## TASK BRIEF
Tally the lines in the records below that contain the word "tree". Give only the number.

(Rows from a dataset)
---
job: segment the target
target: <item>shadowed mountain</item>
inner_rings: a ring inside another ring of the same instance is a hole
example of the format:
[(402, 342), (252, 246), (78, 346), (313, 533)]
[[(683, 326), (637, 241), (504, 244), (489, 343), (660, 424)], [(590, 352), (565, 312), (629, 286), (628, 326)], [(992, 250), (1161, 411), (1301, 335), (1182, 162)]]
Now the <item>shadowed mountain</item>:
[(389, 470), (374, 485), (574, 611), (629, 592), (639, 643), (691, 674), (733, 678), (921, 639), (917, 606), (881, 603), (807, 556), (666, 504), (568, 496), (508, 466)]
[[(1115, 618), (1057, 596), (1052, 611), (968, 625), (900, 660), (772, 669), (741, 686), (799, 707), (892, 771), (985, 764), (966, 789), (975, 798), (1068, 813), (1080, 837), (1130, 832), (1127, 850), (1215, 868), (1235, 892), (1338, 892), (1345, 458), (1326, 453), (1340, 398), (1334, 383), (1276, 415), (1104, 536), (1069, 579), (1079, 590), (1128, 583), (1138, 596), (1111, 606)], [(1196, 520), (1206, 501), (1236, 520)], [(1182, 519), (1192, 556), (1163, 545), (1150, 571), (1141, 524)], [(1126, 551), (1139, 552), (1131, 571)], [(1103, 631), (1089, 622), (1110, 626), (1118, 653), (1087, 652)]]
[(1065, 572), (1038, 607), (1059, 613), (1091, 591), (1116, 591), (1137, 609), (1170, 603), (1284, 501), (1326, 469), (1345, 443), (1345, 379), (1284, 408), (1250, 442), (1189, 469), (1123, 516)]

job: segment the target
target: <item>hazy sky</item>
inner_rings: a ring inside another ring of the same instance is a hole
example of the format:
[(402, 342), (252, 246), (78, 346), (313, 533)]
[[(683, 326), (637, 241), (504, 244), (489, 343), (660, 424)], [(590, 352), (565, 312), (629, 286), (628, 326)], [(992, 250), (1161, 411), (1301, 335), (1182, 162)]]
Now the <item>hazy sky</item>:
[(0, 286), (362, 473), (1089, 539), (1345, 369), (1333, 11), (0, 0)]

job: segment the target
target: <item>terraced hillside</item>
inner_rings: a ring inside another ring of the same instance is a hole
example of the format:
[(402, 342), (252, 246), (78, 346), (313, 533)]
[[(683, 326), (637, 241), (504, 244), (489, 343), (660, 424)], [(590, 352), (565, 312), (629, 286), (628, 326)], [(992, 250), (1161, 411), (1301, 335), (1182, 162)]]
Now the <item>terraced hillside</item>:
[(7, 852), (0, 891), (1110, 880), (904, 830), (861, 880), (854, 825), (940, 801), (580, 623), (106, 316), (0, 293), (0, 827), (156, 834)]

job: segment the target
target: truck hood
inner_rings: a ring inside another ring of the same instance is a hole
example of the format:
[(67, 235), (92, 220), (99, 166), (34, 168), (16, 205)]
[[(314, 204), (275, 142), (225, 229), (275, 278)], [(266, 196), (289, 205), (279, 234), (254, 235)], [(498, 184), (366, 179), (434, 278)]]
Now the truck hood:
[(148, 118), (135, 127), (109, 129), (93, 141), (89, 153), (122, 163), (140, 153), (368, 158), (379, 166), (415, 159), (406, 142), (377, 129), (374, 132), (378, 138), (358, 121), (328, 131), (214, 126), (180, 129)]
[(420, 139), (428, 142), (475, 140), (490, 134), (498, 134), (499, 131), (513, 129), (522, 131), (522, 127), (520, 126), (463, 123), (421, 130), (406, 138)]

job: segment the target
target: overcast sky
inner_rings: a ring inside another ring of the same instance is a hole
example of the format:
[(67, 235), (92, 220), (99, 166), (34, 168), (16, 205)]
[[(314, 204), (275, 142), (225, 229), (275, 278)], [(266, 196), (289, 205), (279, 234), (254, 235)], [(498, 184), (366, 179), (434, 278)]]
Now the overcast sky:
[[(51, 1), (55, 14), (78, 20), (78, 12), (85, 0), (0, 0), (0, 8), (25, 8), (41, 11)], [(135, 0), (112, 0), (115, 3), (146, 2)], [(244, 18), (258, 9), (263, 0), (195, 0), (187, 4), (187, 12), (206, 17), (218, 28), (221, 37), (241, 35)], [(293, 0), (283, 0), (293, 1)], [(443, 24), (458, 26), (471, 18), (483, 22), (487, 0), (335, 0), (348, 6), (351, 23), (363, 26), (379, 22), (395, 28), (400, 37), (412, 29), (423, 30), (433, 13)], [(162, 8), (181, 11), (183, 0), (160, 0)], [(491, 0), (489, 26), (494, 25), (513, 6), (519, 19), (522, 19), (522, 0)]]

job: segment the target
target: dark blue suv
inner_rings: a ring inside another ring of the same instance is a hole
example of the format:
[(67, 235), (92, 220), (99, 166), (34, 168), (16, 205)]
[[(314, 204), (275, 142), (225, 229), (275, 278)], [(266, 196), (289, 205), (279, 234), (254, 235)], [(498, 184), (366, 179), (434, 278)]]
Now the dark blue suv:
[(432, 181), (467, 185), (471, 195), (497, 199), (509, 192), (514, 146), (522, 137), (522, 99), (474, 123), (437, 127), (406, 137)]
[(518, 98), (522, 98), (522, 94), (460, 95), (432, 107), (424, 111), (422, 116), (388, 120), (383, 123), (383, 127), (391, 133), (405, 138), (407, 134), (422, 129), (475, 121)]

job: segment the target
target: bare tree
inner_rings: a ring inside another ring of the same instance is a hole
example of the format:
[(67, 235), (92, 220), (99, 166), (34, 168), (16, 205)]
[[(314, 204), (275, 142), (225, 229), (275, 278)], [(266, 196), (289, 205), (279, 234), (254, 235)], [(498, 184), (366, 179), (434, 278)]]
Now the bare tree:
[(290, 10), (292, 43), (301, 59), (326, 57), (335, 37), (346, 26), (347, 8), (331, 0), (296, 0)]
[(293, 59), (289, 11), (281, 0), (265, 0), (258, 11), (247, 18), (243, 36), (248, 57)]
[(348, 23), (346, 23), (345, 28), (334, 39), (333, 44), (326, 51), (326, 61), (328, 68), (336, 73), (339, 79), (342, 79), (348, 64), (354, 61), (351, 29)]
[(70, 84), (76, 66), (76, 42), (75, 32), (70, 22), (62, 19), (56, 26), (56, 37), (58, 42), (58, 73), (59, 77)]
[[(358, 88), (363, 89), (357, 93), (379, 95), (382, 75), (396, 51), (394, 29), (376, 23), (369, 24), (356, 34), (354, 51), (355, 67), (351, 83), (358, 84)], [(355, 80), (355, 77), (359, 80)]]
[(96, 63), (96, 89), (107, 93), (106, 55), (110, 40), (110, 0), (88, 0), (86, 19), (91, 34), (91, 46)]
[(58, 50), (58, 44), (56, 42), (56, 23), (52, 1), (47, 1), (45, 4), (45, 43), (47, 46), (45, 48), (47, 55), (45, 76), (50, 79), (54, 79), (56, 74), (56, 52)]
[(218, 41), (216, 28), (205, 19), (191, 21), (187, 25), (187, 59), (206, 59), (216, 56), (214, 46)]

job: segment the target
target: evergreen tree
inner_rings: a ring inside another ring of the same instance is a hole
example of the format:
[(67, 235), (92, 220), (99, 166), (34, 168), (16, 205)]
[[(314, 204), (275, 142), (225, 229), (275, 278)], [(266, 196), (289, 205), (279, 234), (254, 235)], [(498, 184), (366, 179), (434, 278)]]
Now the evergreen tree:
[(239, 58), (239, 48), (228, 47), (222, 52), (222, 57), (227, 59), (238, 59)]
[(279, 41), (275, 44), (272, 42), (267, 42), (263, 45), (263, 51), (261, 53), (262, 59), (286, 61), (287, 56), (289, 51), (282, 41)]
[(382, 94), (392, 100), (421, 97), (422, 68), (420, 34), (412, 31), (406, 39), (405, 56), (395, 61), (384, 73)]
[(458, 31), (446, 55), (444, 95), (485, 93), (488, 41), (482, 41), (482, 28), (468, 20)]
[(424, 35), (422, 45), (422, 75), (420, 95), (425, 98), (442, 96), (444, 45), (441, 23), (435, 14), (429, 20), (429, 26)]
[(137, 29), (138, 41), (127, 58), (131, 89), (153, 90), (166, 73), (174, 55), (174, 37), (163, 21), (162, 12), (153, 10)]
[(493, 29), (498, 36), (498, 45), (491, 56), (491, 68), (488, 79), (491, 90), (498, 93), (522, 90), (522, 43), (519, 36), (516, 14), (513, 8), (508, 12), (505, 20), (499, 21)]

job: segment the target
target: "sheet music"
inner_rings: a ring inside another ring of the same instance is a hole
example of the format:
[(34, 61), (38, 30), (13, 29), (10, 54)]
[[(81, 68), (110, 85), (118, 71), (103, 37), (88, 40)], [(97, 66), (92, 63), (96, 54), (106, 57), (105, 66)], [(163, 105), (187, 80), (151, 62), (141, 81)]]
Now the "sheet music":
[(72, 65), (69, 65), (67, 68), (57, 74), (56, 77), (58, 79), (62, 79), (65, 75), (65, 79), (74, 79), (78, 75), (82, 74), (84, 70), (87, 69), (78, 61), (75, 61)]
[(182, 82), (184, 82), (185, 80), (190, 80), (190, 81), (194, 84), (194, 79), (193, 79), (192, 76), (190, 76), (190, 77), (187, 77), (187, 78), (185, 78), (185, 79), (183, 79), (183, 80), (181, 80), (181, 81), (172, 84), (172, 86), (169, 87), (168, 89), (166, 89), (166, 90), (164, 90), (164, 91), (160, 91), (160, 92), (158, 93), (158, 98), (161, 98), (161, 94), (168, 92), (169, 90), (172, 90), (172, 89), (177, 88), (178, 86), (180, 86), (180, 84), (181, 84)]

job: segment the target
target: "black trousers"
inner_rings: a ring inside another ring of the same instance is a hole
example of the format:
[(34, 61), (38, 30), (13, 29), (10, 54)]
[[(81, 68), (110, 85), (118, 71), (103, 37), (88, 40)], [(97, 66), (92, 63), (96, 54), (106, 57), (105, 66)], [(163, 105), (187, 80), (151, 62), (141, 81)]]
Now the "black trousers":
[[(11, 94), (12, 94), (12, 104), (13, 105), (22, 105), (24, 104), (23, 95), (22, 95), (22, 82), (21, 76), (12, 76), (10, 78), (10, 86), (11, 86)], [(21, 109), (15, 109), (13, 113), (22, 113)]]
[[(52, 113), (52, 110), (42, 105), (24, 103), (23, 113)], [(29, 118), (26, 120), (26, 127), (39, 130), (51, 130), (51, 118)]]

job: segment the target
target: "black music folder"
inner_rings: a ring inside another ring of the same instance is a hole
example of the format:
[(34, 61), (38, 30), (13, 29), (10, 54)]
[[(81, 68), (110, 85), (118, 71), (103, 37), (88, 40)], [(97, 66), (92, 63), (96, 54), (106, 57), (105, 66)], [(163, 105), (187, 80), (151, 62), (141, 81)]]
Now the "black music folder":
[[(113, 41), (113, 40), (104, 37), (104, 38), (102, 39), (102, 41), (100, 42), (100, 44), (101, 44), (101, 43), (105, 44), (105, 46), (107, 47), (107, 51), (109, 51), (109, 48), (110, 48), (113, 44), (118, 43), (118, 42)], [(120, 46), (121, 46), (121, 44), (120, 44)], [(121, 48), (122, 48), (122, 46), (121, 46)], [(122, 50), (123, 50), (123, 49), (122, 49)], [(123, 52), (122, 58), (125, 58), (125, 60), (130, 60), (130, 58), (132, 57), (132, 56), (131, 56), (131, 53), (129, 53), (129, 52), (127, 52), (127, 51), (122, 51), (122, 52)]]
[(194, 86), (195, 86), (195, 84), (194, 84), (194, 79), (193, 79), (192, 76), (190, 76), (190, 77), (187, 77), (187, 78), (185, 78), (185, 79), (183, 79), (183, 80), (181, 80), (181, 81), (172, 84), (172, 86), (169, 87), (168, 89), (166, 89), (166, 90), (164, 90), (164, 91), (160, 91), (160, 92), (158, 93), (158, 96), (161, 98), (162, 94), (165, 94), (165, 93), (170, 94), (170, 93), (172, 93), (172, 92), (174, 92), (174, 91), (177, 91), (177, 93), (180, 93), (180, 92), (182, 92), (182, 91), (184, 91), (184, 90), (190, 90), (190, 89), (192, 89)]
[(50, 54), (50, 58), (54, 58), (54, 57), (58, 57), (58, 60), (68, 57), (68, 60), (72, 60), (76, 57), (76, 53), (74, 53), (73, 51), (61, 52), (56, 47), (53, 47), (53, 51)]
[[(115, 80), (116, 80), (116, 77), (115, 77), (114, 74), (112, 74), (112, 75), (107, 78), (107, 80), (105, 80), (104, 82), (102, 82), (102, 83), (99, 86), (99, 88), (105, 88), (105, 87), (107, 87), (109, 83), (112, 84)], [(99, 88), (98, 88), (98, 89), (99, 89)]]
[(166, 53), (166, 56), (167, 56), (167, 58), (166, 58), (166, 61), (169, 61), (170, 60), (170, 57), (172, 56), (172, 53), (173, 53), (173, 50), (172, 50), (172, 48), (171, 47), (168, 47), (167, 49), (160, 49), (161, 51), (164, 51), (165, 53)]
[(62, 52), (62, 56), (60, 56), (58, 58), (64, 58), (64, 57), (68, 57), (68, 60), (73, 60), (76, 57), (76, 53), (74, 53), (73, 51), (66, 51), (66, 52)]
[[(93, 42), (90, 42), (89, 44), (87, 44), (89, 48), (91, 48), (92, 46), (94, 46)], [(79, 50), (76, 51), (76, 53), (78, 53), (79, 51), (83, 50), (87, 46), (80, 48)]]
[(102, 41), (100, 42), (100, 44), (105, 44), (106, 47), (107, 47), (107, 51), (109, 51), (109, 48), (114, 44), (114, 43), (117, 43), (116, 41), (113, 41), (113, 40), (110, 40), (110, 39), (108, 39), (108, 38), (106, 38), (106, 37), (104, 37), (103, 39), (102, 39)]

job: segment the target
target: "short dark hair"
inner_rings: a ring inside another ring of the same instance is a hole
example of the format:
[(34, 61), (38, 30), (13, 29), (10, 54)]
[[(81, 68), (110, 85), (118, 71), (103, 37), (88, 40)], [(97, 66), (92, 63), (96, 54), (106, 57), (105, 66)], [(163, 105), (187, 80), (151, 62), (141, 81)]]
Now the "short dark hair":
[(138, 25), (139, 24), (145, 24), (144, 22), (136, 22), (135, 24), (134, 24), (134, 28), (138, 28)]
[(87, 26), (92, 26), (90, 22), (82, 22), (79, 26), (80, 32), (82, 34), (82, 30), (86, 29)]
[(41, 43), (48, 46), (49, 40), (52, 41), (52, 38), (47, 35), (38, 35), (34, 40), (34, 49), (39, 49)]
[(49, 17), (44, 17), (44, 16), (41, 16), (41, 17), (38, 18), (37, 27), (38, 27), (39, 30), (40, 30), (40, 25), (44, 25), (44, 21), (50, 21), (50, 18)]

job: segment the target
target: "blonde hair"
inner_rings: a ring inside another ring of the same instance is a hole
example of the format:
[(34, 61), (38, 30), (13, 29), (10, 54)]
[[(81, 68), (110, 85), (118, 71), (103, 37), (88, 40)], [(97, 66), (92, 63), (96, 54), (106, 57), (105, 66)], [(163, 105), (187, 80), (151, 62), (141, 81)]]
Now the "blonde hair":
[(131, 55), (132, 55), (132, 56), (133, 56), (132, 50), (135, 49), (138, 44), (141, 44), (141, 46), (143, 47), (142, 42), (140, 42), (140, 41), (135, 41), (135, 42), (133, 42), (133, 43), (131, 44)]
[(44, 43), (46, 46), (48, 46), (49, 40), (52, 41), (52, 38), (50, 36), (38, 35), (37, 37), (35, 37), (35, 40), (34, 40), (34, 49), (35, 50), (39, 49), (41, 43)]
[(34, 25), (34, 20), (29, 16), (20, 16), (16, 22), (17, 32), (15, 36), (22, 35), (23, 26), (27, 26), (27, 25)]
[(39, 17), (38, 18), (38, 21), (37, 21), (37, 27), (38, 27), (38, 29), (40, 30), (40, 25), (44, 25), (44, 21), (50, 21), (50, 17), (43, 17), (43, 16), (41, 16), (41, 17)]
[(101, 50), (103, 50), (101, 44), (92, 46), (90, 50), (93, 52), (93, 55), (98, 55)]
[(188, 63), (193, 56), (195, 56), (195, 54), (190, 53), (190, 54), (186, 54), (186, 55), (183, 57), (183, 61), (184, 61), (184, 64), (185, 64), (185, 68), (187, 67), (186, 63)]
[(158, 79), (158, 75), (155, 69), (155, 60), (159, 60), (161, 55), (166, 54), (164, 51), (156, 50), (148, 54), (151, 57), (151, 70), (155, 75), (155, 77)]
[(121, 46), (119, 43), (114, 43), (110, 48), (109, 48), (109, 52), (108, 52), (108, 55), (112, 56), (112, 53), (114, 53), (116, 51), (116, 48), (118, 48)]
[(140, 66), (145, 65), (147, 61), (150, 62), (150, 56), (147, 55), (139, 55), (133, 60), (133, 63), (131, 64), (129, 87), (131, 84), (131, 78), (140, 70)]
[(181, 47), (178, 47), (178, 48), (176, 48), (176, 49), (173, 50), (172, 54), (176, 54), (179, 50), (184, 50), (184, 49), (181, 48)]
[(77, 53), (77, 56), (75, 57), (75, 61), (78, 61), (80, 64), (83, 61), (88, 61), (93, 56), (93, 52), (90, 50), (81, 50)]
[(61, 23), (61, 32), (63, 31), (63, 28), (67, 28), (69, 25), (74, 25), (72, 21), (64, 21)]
---
## RESPONSE TO THIS EXERCISE
4